= Schriftliche Aufgabe 1 =
Schreiben Sie aus dem Text zur Auskunftspflicht Dritter den Abschnitt zwischen „2. Zu den Auskunftspflichtigen“ und „oder sein können.“ einschließlich beider Stellen wortgetreu ab.
= Schriftliche Aufgabe 2 =
Fassen Sie im Text zur Auskunftspflicht Dritter den Absatz, der mit „1. Der Auskunftsanspruch“ beginnt, in höchstens zwei Sätzen zusammen und behalten Sie dabei seine wesentlichen Aussagen bei.
= Schriftliche Aufgabe 3 =
Führen Sie bitte den Text zur Auskunftspflicht Dritter im Anschluss an seinen letzten Satz fort.

= Zitierter Text =
Entscheidungsstichwort (Thema)
Grundsicherung für Arbeitsuchende. Auskunftspflicht und Mitwirkung Dritter. Auskunftsanspruch der zuständigen Grundsicherungsträger gegenüber unterhaltsverpflichteten Dritten. Auskunftsberechtigte. Bestimmtheit des Auskunftsverlangens. Einkünfte aus selbständiger Erwerbstätigkeit. Verhältnismäßigkeit. Auswertung der familiengerichtlichen Akte
Orientierungssatz
1. Der Auskunftsanspruch gem § 60 Abs 2 S 1 SGB 2 gegenüber Dritten besteht für alle zuständigen Leistungsträger nach dem SGB 2. Bei identischer Aufgabenerfüllung der Träger ist die Mitwirkungspflicht des Dritten je nach Trägerschaft nicht unterschiedlich gestaltet.
2. Zu den Auskunftspflichtigen gem § 60 Abs 2 S 1 SGB 2 gehören alle Personen, die aufgrund familienrechtlicher Bestimmungen unterhaltspflichtig sind oder sein können.

= Ausgelesene Einträge =
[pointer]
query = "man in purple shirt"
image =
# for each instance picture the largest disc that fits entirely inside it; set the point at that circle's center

--

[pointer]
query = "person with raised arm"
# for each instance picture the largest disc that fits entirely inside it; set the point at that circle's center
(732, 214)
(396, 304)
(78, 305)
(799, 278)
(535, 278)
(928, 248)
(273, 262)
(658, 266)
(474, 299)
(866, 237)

...

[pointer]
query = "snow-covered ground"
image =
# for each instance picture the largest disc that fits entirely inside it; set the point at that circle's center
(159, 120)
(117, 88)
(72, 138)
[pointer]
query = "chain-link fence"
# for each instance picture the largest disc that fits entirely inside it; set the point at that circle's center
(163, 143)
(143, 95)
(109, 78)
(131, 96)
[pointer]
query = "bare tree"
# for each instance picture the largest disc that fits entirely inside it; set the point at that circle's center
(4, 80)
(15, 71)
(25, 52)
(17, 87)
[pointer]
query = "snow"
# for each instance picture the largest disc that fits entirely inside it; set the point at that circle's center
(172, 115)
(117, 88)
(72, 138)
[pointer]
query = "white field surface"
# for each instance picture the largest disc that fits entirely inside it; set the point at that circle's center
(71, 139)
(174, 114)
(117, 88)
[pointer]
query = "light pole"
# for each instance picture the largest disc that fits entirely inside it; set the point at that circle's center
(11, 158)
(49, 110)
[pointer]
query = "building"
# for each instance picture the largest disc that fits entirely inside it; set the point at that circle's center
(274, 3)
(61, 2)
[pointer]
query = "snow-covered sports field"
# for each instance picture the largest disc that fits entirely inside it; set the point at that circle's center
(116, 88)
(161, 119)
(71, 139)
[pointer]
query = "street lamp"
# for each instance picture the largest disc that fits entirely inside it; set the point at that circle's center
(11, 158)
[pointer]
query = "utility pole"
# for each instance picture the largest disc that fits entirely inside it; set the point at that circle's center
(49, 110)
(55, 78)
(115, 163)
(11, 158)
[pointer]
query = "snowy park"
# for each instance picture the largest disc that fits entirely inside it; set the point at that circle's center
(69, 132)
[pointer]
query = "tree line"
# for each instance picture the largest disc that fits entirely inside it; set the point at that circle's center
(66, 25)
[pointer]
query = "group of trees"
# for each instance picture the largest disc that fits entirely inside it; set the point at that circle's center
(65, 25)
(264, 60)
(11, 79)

= Endgültige Antwort 1 =
2. Zu den Auskunftspflichtigen gem § 60 Abs 2 S 1 SGB 2 gehören alle Personen, die aufgrund familienrechtlicher Bestimmungen unterhaltspflichtig sind oder sein können.

= Endgültige Antwort 2 =
Der Auskunftsanspruch gegenüber Dritten nach § 60 Abs 2 S 1 SGB 2 steht allen zuständigen Leistungsträgern nach dem SGB 2 zu. Weil die Träger dieselben Aufgaben erfüllen, ist die Mitwirkungspflicht des Dritten unabhängig von der jeweiligen Trägerschaft gleich gestaltet.

= Endgültige Antwort 3 =
3. Ist das Auskunftsverlangen nach § 60 SGB 2 hinreichend bestimmt iS von § 33 Abs 1 SGB 10, unter anderem durch eindeutige Bestimmung des Adressaten bzw Auskunftspflichtigen, so ist es unerheblich, wenn der Fragebogen zu den Einkommens- und Vermögensverhältnissen einen Frageteil an einen etwaigen Ehegatten oder Partner des Auskunftspflichtigen enthält, der aber zur Auskunft nicht verpflichtet ist. Ein solcher Fehler in der Umsetzung des Auskunftsverlangens hat keine Auswirkung auf die Beurteilung der im Bescheid getroffenen Regelungen.
3. Der Auskunftsanspruch des Grundsicherungsträgers besteht ungeachtet eines Zugriffs des Trägers auf die Akten eines zivil- bzw familiengerichtlichen Verfahrens. Er steht dem Grundsicherungsträger nach § 60 Abs 2 SGB 2 als selbständiges Mittel hoheitlicher Eingriffsverwaltung zur Verfügung.
Normenkette
SGB II § 60 Abs. 2 Sätze 1, 3; SGB X § 33 Abs. 1; BGB §§ 1601, 1605 Abs. 1
Tenor
Die Berufung des Klägers gegen das Urteil des Sozialgerichts Duisburg vom 16.12.2015 wird zurückgewiesen.
Der Kläger trägt die Kosten des Verfahrens in beiden Rechtszügen.
Die Revision wird nicht zugelassen.
Der Streitwert wird auch im Berufungsverfahren auf 5.000 Euro festgesetzt.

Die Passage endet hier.